**作業指示:**
• A. クラゲ映画の文章のうち、「くらげパンフレットと黒木和雄監督」から「界のことに感じていたのです。」までの部分をそのまま書き写してください。
• B. クラゲ映画の文章で、書き手がパンフレット制作に協力した内容として挙げているものをすべて列挙してください。
• C. クラゲ映画の文章を、最後の文のあとから引き継いで書き進めてください。

**提供テキスト:**
+===+

テレビドラマでは何度かクラゲやクラゲに深く関わる主人公の設定でがメインになることはあっても、劇場映画では初めて。そこにこの映画のマイルストン的な価値があると思うのです。
将来クラゲ年表を作成するとしたら、きっと映画のトピックとして選ばれるはずです。
くらげパンフレットと黒木和雄監督
こんなすてきな映画のパンフレット制作に、わずかながらでも協力できたことはとても嬉しいできごとでした。コラムとクラゲの写真の提供とクラゲの内容に関する確認だけでしたが、とても有意義なことでした。
まさか自分がこんな形であっても、映画に関わることがあるとは思ってもいませんでした。黒木和雄監督は、母の従兄弟(僕の祖母の兄弟の息子)にあたり、その縁で何度か会った事はありましたが、映画も黒木和雄さんも全く遠い世界のことに感じていたのです。
当時はまだクラゲにも出会っていなかったし、カメラも持ってい無い、音楽からも離れていて、これといって自分から発信するコンテンツも無かったのです。ただでさえ話をするのも畏れ多く感じていたのですが、なにか強く惹かれているものさえ無い状態では話のきっかけさえ掴めないまま…。今なら何かお話できることもあったかもしれないと思うと、とても悔やまれます。

+===+

**データセット項目:**
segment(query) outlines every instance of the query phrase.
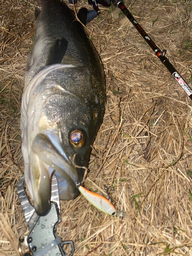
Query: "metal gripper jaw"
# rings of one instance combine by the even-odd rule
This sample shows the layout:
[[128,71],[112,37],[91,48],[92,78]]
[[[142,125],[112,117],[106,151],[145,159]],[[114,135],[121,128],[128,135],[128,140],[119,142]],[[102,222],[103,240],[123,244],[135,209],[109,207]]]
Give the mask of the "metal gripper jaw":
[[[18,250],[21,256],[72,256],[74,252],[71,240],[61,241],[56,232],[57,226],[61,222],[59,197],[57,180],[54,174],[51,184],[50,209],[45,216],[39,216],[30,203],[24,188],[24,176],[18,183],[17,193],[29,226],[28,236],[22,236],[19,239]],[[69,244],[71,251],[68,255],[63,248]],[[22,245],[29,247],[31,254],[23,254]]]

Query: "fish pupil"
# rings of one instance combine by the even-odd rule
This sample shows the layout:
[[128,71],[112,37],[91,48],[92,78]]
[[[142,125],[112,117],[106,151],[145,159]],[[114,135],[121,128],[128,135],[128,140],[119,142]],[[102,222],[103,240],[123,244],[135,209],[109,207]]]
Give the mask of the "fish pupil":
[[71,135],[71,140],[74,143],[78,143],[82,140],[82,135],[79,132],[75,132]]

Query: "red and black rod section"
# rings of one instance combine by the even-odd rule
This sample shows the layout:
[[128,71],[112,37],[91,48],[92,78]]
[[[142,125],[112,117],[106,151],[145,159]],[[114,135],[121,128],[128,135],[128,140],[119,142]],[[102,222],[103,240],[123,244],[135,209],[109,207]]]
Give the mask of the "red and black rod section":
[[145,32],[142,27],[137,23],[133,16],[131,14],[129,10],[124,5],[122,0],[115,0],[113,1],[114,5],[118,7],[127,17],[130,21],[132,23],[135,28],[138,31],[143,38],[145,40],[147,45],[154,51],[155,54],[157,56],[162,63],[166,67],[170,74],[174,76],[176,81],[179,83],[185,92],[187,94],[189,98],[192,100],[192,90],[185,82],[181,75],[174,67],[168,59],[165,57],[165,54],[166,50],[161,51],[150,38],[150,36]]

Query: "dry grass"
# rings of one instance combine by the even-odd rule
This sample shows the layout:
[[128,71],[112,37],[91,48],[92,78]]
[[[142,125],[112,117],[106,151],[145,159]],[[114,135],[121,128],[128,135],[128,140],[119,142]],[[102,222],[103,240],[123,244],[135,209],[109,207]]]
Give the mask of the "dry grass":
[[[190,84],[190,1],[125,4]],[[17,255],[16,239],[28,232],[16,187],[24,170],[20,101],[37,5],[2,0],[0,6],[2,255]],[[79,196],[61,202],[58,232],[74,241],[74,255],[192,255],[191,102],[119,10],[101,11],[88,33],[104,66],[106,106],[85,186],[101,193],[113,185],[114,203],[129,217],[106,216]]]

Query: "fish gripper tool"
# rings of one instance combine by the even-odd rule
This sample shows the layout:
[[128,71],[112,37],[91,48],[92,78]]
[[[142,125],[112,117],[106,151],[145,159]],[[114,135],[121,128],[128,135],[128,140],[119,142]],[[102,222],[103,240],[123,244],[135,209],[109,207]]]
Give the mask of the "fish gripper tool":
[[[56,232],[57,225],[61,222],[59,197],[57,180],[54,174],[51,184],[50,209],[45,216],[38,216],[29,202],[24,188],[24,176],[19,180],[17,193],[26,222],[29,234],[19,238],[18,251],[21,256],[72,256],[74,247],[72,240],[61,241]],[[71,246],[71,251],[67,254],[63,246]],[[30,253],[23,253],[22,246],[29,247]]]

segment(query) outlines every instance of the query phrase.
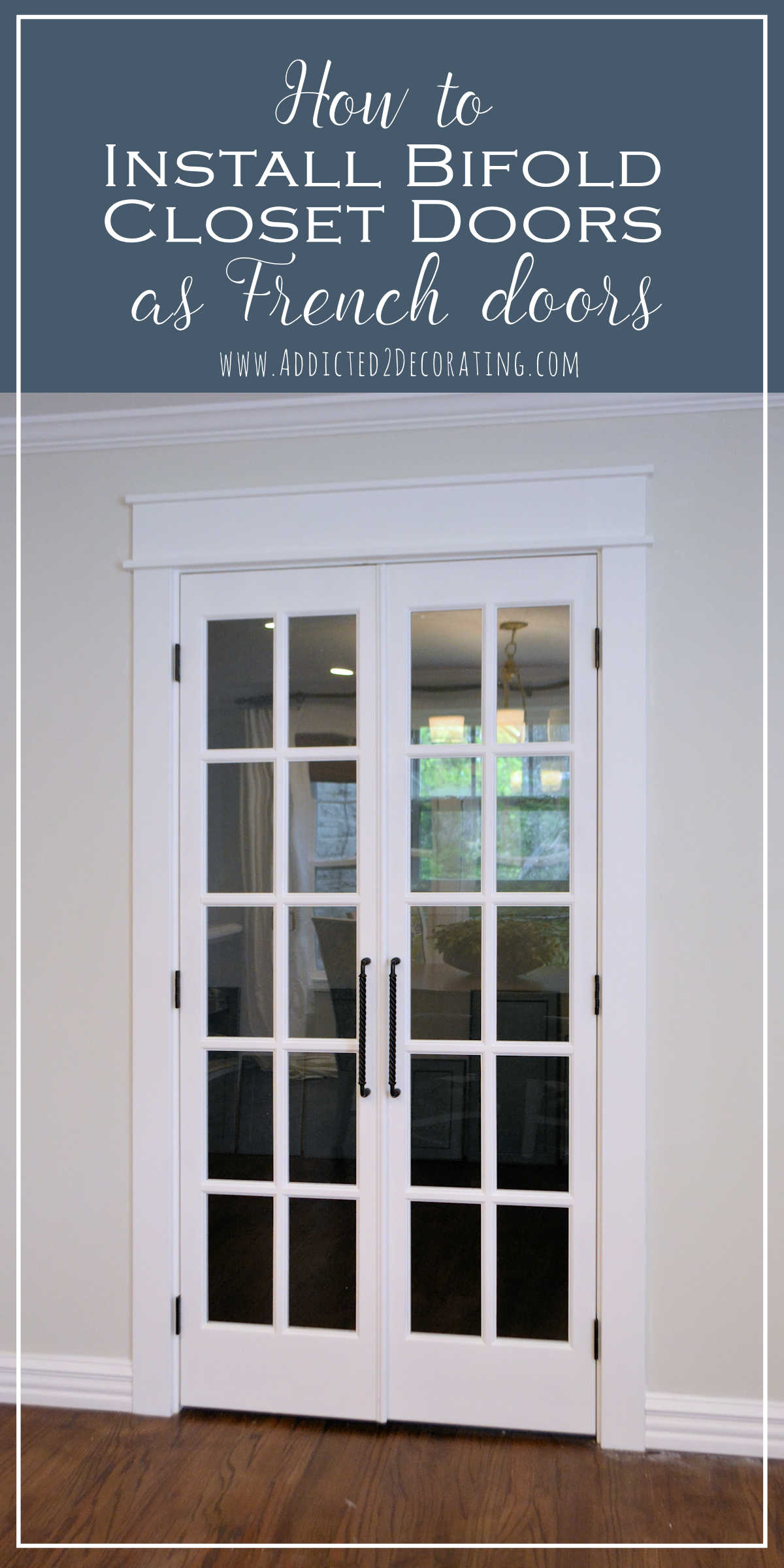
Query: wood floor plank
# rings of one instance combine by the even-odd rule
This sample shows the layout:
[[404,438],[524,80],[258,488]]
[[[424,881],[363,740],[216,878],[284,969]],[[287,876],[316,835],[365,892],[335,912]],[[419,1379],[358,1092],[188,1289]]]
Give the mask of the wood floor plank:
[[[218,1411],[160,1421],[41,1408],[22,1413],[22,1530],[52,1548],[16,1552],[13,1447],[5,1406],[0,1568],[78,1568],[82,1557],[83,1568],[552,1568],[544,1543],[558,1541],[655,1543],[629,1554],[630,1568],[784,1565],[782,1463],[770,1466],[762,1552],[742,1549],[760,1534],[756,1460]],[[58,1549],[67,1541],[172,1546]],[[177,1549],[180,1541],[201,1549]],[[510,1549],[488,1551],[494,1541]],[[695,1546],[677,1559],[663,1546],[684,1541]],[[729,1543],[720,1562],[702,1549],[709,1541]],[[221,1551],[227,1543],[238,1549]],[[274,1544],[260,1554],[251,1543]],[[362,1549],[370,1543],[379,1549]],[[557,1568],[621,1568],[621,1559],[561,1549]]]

+===+

**課題別の結果:**
• A.
くらげパンフレットと黒木和雄監督
こんなすてきな映画のパンフレット制作に、わずかながらでも協力できたことはとても嬉しいできごとでした。コラムとクラゲの写真の提供とクラゲの内容に関する確認だけでしたが、とても有意義なことでした。
まさか自分がこんな形であっても、映画に関わることがあるとは思ってもいませんでした。黒木和雄監督は、母の従兄弟(僕の祖母の兄弟の息子)にあたり、その縁で何度か会った事はありましたが、映画も黒木和雄さんも全く遠い世界のことに感じていたのです。

• B.
- コラムの提供
- クラゲの写真の提供
- クラゲの内容に関する確認

• C.
黒木和雄さんの映画はこの時節柄、機会があればできるだけ多くの人に見ていただけたら、そして自分もまた見直してみたいなと思っています。クラゲはたぶん映画のどのシーンを探しても、どこにも出てきません(もし見つけたら教えて!)。
でも水族館でのんびりクラゲを眺めることができる時間を大切に思うからこそ、黒木監督の作品を再度通して観てもう一度違う視点で考えながら、5億年という気が遠くなるような時間を乗り越えてきたクラゲの漂う水槽を眺めてみることも必要かもしれません。
そしてまたもう一度『くらげとあの娘』を観た時に、大切な人を想う切なさや愛しさがより深く感じられるはずです。